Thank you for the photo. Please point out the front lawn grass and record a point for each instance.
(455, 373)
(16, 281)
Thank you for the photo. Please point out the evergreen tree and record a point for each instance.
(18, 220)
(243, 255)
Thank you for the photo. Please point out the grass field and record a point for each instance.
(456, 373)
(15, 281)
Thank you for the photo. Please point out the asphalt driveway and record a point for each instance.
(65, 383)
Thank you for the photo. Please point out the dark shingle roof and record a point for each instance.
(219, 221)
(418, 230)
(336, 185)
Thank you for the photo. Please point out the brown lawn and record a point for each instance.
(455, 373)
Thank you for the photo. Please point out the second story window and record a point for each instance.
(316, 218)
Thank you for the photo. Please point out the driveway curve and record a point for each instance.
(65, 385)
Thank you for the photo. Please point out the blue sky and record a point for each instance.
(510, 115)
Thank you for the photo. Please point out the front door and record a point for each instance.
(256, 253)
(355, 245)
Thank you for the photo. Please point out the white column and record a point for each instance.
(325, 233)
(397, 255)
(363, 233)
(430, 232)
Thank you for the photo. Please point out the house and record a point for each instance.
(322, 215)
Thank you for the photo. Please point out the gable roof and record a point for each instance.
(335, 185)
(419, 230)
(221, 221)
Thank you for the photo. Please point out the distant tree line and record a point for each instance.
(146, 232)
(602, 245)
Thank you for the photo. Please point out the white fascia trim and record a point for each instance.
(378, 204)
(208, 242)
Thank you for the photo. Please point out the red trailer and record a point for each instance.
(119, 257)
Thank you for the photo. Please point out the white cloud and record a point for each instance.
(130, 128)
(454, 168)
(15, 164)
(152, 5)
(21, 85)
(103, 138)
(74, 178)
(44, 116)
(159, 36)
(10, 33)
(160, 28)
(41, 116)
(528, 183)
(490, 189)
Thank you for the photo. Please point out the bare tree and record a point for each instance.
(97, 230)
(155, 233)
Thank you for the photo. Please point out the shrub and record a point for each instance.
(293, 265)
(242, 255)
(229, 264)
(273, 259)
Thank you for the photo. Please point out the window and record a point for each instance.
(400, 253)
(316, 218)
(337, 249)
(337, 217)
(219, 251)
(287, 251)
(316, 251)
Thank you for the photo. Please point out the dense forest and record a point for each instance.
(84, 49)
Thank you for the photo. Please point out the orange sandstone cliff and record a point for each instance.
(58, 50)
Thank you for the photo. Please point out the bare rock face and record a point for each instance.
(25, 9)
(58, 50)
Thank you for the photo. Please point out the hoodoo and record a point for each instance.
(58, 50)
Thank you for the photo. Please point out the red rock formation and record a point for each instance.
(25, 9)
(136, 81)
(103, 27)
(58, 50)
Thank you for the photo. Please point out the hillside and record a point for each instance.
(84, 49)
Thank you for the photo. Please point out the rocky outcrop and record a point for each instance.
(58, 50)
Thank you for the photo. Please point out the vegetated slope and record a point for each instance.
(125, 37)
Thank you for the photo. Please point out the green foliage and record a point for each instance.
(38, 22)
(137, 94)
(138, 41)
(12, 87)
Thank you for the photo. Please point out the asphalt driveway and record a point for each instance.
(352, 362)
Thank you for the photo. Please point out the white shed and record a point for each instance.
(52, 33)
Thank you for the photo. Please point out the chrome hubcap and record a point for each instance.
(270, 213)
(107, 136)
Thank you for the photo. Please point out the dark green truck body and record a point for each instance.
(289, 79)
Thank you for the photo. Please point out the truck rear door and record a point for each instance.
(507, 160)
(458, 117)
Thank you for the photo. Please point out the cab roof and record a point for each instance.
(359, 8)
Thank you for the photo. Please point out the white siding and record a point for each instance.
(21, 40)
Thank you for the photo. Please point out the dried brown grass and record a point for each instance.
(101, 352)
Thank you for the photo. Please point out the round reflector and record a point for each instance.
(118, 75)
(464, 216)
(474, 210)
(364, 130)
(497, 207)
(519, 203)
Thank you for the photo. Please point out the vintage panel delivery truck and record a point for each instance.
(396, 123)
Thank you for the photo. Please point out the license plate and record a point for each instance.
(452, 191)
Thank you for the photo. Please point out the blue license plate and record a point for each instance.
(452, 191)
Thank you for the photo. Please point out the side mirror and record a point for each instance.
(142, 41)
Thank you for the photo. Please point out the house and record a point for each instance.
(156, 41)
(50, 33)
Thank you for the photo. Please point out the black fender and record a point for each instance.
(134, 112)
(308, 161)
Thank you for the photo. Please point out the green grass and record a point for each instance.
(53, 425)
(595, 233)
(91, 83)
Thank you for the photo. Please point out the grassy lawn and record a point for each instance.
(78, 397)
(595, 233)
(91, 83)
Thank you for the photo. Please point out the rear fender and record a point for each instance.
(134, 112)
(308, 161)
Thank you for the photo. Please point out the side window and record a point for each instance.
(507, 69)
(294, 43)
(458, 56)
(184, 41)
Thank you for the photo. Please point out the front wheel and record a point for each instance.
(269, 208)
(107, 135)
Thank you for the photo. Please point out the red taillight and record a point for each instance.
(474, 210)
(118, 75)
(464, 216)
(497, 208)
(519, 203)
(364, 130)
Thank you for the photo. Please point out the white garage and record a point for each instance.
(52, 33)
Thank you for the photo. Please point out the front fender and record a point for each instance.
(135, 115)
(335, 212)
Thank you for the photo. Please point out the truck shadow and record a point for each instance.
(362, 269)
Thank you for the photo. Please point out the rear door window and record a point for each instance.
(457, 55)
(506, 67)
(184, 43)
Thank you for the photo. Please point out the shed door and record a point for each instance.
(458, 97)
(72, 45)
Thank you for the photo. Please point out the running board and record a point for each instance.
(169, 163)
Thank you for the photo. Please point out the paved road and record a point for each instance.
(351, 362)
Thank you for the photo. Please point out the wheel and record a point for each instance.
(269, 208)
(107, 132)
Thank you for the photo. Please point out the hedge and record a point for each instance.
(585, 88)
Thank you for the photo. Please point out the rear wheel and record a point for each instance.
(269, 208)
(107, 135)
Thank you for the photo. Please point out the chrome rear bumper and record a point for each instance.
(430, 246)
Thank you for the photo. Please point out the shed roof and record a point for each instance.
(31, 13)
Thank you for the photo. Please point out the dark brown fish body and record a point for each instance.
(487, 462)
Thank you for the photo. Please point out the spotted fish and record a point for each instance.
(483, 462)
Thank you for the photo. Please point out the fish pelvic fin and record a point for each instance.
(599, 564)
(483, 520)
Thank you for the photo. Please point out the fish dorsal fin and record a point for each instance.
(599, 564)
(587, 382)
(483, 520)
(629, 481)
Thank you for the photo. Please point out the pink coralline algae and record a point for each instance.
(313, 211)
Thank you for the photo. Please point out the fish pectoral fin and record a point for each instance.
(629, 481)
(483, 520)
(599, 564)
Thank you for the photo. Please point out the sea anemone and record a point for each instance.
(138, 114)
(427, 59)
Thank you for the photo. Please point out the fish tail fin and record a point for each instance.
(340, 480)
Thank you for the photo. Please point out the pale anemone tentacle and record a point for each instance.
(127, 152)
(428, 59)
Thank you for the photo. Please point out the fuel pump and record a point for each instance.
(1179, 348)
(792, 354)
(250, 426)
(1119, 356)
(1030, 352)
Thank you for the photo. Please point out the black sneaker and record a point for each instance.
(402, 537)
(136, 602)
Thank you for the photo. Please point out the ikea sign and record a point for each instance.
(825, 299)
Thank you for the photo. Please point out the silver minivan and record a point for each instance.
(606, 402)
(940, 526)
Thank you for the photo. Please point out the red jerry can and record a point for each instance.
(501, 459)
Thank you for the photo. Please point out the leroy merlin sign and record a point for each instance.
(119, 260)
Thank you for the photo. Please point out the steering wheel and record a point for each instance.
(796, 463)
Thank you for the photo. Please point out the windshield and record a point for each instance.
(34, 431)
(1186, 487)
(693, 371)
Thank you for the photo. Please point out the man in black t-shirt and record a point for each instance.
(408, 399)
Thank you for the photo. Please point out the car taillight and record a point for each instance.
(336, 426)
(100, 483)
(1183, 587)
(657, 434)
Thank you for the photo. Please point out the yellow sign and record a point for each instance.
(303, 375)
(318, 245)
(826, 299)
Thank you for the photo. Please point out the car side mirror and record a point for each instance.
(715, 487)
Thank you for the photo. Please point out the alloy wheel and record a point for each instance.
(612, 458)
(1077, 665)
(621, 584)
━━━
> **What this task involves**
Give back exactly the lines running from the line containing "Thank you for the photo. Please point out the car taillight" through the end of the material above, both included, and nothing beyond them.

> **Exercise output**
Thank you for the photo. Please point out the car taillight and record a point for each instance.
(336, 426)
(100, 483)
(1183, 587)
(657, 434)
Thank you for the photo. Please point out the yellow sign and record a point for each instance.
(303, 375)
(318, 245)
(826, 299)
Thank you for the photo. Please point out the car side mirror and record a point for each instance.
(715, 487)
Thank you for the photo. Please point out the alloy wheel and record a point for each instance.
(612, 458)
(1077, 665)
(621, 584)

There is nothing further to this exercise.